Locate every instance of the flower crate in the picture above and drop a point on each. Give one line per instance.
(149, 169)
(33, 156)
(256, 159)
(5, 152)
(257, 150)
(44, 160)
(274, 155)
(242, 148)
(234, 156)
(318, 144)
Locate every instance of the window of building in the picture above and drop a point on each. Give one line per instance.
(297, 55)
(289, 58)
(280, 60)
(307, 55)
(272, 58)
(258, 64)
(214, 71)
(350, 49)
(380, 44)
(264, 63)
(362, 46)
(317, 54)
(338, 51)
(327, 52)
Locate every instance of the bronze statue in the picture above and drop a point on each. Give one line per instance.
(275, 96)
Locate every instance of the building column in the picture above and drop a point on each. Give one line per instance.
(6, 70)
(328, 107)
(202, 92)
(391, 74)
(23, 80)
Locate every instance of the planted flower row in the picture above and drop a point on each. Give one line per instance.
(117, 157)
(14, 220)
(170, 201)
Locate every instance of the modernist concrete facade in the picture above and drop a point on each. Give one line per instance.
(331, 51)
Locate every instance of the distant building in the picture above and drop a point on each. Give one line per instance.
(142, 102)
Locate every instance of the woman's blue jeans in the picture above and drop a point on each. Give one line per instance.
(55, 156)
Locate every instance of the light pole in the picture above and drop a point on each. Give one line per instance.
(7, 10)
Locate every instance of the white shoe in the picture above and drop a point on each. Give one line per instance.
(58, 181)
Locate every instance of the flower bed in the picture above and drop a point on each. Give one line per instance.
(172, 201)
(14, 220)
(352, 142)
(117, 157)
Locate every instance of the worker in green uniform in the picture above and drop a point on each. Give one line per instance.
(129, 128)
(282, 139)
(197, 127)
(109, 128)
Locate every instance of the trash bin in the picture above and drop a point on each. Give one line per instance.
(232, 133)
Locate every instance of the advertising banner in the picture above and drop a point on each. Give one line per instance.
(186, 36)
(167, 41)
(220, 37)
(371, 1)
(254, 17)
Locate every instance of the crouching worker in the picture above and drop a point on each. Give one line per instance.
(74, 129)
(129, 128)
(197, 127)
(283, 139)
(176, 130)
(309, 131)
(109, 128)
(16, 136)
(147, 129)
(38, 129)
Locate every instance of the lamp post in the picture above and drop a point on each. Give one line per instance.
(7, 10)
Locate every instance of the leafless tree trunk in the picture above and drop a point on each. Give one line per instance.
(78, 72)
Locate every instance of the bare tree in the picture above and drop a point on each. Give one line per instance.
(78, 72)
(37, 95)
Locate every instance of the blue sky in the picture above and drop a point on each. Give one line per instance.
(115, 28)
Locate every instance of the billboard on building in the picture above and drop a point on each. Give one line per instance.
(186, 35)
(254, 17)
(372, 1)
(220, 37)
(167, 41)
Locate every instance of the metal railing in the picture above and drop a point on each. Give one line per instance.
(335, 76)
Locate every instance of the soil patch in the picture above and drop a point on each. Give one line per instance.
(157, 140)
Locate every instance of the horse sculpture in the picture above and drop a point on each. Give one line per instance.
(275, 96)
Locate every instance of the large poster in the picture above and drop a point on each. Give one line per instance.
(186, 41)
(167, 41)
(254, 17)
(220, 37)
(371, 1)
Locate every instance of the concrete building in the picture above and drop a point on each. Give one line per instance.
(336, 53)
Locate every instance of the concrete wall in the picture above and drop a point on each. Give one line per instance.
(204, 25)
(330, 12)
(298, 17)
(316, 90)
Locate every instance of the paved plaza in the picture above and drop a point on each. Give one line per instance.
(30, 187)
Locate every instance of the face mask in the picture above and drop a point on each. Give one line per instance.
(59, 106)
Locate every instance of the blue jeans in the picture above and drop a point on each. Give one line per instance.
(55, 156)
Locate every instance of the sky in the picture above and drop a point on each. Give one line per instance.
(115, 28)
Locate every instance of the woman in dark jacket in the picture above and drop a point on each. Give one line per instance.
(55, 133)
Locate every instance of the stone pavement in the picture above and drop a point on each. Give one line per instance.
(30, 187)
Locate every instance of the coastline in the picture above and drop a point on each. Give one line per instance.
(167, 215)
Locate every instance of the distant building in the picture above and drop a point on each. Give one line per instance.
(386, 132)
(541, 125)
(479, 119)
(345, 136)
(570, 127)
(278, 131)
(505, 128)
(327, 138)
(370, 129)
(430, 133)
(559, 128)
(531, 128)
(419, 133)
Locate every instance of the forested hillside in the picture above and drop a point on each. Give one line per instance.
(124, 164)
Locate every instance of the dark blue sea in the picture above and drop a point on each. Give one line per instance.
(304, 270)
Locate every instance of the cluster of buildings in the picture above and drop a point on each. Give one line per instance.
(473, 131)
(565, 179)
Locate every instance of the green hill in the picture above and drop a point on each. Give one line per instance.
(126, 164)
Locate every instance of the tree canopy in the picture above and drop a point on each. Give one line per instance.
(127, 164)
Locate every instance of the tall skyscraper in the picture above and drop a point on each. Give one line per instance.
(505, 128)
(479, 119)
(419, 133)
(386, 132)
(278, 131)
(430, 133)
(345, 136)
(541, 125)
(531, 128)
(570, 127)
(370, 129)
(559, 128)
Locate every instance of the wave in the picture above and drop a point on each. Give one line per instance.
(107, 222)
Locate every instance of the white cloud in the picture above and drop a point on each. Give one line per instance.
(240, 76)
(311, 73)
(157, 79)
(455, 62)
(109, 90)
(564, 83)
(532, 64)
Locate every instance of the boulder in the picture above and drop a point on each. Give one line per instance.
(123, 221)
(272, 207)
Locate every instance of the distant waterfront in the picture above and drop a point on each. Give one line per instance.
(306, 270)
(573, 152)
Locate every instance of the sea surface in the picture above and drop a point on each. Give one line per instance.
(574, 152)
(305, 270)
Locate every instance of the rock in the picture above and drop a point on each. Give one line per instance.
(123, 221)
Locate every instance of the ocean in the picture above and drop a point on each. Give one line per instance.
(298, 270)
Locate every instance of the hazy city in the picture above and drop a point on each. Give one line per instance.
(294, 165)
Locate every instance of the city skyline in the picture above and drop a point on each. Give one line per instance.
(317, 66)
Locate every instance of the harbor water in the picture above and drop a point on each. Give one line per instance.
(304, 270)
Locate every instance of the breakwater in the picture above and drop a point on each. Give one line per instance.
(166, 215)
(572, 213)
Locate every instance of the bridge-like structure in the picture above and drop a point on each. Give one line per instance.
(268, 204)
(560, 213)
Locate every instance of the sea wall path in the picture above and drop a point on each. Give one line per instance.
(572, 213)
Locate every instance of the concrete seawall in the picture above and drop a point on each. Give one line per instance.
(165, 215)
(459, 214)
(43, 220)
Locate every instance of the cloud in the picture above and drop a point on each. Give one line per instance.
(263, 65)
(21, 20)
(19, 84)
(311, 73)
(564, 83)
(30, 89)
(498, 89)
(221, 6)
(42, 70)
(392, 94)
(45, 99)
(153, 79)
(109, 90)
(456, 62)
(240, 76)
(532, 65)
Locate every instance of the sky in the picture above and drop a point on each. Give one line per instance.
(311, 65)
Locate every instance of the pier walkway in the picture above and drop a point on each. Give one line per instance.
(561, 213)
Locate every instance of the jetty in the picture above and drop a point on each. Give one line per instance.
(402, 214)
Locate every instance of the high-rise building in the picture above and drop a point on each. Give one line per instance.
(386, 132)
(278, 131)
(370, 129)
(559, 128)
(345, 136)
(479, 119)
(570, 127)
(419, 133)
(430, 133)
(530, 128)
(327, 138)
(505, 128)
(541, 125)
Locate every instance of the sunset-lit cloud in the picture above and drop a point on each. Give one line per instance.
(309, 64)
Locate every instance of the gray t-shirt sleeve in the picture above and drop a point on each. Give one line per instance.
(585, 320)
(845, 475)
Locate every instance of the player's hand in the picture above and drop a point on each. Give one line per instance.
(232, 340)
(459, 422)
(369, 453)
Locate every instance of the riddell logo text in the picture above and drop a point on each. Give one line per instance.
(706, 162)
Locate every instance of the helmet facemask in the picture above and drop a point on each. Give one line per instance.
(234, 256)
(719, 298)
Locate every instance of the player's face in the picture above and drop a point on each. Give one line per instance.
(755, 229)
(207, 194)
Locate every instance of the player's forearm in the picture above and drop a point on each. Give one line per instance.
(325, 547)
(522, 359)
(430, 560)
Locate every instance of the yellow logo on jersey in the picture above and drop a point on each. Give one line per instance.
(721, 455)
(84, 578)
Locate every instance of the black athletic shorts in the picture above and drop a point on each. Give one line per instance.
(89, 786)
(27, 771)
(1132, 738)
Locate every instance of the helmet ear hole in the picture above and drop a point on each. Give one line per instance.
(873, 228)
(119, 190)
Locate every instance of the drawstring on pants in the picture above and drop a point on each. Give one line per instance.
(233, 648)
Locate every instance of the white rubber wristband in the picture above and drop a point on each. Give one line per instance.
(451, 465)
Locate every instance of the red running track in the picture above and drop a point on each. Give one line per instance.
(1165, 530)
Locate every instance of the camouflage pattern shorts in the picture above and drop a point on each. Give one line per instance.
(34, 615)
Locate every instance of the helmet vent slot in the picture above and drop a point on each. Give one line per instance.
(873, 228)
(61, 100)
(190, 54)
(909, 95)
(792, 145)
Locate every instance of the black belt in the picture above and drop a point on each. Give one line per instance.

───

_Exercise:_
Your task is to write out the lines from the one with "Locate every instance of the red" through the end of the records, exactly and with nothing added.

_Result for this exercise:_
Locate every instance of the red running track in the picture above and drop a point on each. Give one line per instance.
(1165, 530)
Locate every instance of the camouflage pattern shorts in the picture above and drop a point on each. Give one line per instance.
(34, 615)
Locate every instance of the helmet vent slot in the picture above and drop a point on each. Give one line per instance.
(873, 228)
(61, 100)
(190, 54)
(909, 95)
(792, 145)
Locate every instance of the black belt in the picture above and drop a point on each. Give one line per instance.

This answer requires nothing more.